Like others accused of being woke by right-leaning evangelicals, she rejects the moniker. "We're people who are compelled by our faith to pay attention to the most vulnerable in society. Sometimes that aligns us with 'trendy' issues but other times, we're faithful doing the work on other issues that aren't capturing the imagination," she said.

She said the group has been engaged in issues usually associated with progressives, race and women's equality, for example, since its founding 47 years ago, "back when it was unpopular—seen as heretical—to engage with any justice issues. But these were the things that our faith compelled us to address. In 1993, we launched the Evangelical Environmental Network, before climate change was a headline story."

According to Jon Harris, whose book, Social Justice Goes to Church: The New Left in Modern American Evangelicalism will be published by Ambassador International on October 6, most Christian publications have taken a sharp left turn, and he complains of Resolution 9, adopted by the Southern Baptist Convention a year ago.

"It was crammed down everyone's throat at the last minute," he told Newsweek. "It endorses the use of critical race theory and intersectionality as analytical tools."

A year before that, several Christian leaders attempted to "draw a line in the sand," as Harris puts it, with their "Statement on Social Justice and the Gospel" announcing they are "deeply concerned that values borrowed from secular culture are currently undermining Scripture in the areas of race, ethnicity, manhood and womanhood, and human sexuality."

[Point localization data]
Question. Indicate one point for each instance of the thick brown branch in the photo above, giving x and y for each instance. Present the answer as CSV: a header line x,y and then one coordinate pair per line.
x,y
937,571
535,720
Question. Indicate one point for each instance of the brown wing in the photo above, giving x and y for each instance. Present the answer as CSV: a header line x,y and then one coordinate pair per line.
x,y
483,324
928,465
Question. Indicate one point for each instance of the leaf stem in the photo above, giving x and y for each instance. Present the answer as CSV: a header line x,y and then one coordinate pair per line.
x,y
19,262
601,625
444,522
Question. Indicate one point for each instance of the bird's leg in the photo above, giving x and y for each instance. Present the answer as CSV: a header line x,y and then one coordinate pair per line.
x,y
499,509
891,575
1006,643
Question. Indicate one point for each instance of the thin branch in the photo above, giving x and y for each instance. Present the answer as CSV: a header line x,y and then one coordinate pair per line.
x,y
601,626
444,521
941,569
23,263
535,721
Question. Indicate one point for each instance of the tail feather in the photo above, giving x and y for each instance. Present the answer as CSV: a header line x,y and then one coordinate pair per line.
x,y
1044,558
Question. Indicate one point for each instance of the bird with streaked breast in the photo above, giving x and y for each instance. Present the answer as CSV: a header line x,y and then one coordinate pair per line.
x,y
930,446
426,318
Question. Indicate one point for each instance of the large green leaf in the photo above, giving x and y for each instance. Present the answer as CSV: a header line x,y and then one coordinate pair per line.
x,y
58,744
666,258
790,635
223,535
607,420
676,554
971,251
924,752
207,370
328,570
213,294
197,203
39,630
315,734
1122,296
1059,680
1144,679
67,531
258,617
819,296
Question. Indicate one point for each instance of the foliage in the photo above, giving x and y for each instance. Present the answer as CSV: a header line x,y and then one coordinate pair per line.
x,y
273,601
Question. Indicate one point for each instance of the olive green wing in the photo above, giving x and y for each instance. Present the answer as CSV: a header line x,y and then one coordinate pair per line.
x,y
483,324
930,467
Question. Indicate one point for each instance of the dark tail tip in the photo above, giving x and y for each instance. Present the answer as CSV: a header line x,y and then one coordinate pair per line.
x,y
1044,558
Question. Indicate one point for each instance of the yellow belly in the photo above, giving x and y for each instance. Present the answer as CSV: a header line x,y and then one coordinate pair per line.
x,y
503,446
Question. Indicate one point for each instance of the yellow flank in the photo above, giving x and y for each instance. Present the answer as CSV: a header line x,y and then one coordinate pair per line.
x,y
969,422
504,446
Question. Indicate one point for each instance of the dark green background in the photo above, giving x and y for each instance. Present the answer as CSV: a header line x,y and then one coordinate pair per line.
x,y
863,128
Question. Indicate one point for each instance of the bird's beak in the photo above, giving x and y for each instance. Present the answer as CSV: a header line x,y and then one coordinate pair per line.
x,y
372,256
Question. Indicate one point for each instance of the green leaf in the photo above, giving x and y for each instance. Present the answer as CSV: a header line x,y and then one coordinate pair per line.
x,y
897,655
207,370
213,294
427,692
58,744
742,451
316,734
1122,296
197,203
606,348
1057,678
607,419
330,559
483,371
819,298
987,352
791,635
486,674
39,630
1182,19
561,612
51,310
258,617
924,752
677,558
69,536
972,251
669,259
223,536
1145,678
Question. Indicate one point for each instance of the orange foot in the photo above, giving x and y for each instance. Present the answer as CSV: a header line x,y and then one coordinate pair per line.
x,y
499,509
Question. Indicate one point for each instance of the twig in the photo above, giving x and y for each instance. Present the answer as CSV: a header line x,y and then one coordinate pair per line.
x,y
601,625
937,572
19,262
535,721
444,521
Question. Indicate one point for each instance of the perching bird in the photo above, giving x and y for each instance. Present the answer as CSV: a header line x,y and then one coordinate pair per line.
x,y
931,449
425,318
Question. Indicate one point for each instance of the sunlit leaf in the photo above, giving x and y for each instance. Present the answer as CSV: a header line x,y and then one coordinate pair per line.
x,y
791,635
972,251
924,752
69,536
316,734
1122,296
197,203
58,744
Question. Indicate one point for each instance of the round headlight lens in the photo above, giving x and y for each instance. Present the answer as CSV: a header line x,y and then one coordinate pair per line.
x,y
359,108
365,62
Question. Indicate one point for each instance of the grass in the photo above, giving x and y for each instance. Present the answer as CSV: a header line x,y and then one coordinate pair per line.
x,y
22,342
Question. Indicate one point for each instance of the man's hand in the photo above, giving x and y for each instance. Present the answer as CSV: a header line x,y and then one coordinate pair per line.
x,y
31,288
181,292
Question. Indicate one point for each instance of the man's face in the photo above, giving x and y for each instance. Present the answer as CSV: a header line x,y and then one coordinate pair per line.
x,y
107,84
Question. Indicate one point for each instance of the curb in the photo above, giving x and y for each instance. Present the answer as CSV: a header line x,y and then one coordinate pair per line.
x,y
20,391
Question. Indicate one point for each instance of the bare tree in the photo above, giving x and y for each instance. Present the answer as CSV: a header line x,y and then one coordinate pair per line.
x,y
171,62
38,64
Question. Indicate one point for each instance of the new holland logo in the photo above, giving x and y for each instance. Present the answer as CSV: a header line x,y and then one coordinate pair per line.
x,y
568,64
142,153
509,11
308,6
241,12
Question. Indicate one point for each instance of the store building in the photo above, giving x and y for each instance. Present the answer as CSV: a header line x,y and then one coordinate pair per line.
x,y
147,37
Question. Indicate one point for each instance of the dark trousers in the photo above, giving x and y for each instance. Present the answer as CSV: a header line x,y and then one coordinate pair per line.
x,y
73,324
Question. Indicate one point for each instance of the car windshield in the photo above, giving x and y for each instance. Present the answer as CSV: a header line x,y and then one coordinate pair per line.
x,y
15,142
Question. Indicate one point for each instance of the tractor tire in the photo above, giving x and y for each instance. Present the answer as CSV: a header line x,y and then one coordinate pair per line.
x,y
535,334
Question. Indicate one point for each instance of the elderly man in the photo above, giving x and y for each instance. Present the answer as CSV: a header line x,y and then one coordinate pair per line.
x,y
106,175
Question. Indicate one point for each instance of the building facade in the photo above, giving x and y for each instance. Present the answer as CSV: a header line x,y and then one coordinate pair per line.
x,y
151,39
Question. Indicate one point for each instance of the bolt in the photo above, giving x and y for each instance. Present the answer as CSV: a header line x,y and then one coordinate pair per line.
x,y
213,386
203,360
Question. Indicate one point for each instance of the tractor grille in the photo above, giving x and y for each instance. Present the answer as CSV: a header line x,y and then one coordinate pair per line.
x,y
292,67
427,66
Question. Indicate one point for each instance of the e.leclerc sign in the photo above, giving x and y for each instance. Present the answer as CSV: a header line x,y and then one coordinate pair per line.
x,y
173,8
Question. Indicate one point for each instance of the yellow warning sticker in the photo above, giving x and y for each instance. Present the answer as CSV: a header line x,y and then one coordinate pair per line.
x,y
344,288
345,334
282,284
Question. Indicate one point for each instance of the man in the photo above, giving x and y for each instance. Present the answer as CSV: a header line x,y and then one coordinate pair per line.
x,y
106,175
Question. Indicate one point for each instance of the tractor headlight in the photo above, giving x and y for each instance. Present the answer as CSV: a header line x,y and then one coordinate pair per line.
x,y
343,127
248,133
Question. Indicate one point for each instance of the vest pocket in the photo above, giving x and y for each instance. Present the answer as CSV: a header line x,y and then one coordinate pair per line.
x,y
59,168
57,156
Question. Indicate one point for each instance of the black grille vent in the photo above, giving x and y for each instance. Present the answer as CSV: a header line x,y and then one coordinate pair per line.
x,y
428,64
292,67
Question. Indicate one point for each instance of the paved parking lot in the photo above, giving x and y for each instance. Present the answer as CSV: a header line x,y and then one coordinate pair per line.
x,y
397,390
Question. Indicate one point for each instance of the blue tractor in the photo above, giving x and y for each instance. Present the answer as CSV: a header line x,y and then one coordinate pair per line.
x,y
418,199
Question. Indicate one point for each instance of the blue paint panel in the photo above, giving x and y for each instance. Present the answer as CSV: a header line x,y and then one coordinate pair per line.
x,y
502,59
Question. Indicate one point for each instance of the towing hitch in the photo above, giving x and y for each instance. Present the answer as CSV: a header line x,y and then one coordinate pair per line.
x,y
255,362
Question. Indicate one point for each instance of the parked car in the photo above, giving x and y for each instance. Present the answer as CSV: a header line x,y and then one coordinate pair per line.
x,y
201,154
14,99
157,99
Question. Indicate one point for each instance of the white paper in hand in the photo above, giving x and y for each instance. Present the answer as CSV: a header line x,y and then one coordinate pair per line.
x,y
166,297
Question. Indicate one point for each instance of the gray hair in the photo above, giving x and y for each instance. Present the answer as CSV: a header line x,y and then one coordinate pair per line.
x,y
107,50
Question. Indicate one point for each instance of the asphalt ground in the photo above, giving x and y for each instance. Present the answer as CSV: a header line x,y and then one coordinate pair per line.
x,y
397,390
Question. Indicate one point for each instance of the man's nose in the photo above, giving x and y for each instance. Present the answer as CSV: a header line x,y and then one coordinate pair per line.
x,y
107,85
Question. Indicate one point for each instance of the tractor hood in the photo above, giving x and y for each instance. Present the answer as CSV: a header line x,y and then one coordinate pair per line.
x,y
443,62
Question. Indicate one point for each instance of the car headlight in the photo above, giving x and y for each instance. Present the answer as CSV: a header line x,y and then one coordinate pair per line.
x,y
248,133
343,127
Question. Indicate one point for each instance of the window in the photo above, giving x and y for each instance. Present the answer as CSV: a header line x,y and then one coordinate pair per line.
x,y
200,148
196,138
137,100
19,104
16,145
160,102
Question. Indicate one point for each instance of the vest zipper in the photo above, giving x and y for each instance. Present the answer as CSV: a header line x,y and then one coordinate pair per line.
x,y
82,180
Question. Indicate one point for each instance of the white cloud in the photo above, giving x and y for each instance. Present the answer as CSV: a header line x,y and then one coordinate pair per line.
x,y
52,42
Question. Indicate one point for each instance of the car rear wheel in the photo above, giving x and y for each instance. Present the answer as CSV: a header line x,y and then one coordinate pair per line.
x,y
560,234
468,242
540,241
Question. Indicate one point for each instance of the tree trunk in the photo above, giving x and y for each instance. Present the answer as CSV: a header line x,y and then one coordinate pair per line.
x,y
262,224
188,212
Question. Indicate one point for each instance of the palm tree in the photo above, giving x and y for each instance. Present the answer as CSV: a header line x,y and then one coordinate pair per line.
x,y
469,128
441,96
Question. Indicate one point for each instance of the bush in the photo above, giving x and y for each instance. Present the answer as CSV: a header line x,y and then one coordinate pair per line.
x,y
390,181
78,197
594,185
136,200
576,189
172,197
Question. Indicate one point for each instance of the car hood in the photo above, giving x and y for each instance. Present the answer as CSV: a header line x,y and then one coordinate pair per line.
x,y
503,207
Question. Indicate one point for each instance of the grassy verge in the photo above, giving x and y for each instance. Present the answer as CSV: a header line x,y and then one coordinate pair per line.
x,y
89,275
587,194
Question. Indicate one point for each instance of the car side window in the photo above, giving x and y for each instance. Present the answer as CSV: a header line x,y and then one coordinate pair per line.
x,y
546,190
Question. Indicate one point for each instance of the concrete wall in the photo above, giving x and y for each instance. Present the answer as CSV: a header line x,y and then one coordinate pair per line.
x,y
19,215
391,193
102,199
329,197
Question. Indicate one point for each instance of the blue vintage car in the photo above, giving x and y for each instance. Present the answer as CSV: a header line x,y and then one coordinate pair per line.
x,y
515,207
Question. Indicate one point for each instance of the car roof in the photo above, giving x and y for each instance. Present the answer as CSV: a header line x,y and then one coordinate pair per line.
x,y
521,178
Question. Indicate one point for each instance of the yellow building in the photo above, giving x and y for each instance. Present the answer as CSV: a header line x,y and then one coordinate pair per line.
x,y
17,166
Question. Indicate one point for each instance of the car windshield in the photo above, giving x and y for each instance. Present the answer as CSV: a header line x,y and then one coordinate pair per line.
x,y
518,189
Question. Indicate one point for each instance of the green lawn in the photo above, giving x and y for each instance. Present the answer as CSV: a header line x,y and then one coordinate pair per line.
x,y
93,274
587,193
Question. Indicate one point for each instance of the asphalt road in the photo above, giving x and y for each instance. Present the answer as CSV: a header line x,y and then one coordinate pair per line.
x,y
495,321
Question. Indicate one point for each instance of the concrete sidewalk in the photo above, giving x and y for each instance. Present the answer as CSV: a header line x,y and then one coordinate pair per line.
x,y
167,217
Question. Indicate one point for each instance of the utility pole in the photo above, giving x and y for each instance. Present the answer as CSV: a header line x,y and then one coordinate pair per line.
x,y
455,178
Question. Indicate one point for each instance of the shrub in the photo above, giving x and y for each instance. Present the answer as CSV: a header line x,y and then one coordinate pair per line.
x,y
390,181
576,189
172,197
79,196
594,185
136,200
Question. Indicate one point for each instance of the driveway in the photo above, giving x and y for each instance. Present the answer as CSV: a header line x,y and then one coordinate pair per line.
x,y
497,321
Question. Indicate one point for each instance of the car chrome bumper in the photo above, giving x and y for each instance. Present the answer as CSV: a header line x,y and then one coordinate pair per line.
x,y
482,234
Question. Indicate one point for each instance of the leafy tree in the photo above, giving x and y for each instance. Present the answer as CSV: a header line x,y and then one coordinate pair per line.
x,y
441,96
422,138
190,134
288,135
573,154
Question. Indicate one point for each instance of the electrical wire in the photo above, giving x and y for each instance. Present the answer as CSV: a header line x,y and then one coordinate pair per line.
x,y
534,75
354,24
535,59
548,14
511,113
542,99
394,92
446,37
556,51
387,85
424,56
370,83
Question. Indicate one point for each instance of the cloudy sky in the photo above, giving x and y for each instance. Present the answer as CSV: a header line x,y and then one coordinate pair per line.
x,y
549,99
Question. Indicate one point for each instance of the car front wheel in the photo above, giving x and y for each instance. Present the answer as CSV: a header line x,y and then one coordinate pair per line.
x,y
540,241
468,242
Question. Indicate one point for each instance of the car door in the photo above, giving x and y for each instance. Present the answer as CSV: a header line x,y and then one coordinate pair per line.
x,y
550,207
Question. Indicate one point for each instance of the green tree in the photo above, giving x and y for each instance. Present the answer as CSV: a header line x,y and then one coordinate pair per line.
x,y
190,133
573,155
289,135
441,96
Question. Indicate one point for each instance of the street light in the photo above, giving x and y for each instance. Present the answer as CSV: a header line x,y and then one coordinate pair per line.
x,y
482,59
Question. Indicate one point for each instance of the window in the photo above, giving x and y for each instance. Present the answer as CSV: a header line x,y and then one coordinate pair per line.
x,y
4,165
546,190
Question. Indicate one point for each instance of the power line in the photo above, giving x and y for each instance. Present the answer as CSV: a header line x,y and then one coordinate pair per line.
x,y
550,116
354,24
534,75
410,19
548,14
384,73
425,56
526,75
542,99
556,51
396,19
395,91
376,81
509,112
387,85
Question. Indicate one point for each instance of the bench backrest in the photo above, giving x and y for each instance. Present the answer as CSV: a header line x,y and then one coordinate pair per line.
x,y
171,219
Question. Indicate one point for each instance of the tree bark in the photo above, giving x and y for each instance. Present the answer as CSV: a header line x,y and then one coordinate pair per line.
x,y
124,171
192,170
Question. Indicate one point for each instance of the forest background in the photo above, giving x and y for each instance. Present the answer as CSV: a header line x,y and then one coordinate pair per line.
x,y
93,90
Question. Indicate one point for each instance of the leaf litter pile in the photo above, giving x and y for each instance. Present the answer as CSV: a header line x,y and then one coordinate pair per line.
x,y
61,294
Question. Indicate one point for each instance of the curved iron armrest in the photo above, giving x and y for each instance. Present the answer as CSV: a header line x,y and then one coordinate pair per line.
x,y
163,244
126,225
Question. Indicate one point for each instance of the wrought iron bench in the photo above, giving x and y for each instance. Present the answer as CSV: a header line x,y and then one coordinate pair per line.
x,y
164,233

> _DIRECTIONS FOR THIS TASK_
According to the passage on evangelicals and social justice, why does Jon Harris object to Resolution 9?

> _WRITTEN RESPONSE_
Harris says that Resolution 9 "was crammed down everyone's throat at the last minute." He also objects that it "endorses the use of critical race theory and intersectionality as analytical tools."